_WHAT NEEDS TO BE DONE_:
Extract every line from the entries below and reproduce each one word for word.

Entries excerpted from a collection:
□ □ □ □ □
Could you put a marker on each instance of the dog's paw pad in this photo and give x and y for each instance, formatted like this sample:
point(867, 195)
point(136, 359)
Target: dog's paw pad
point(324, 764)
□ □ □ □ □
_ANSWER TO THIS EXERCISE_:
Could you put a marker on each instance of the dog's paw pad in this photo and give x and y for each instance, formatted like this sample:
point(867, 195)
point(136, 359)
Target: dog's paw pad
point(324, 764)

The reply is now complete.